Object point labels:
══════════

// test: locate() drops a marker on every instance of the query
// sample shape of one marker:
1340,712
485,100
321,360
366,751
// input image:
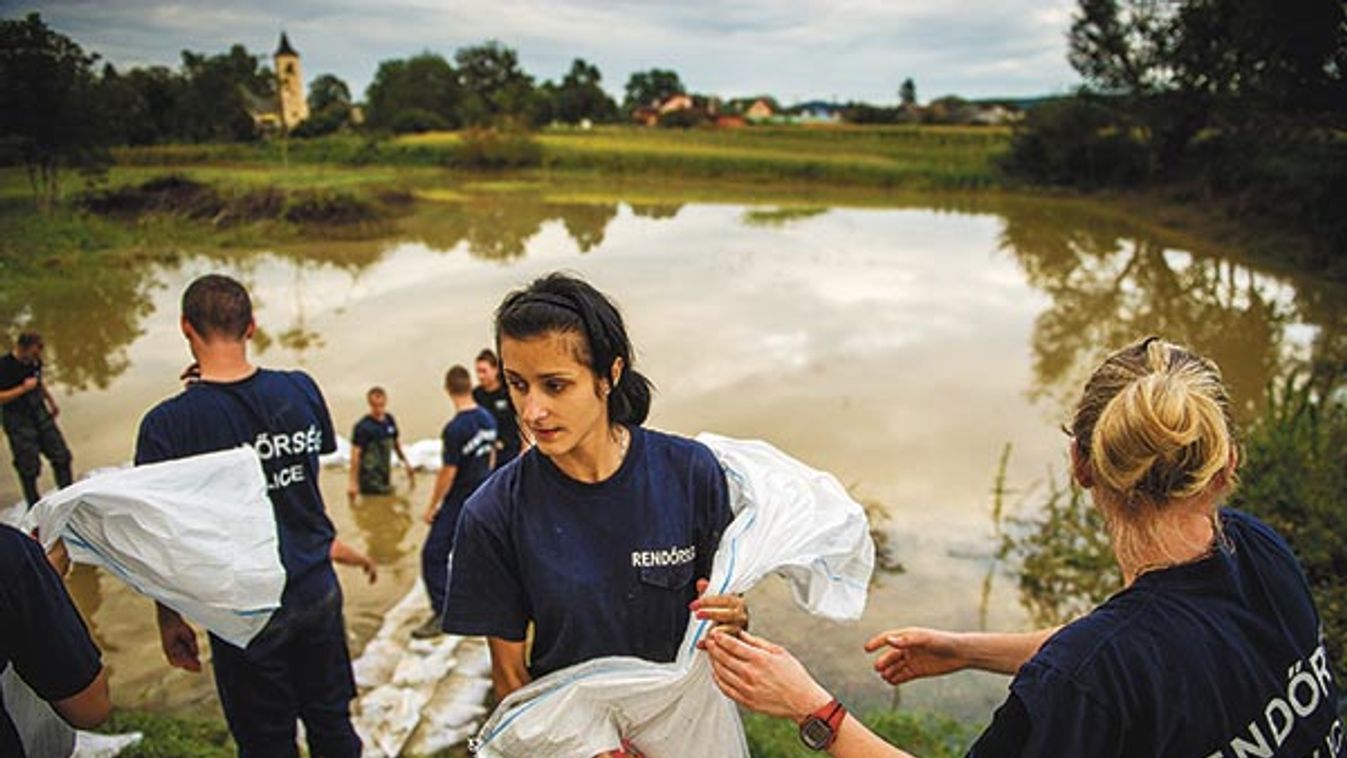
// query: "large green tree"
414,94
647,88
216,96
1181,66
496,89
51,117
581,96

══════════

Rewrite the data above with every "marker" swapped for "pin", keeping everything else identical. Leave the pictures out of your version.

// test: locate() drops a pin on every instance of the query
// sample shape of one pin:
1340,712
485,100
321,360
366,751
// input image:
// query: "large green tree"
414,94
647,88
216,96
1181,66
496,89
51,117
581,96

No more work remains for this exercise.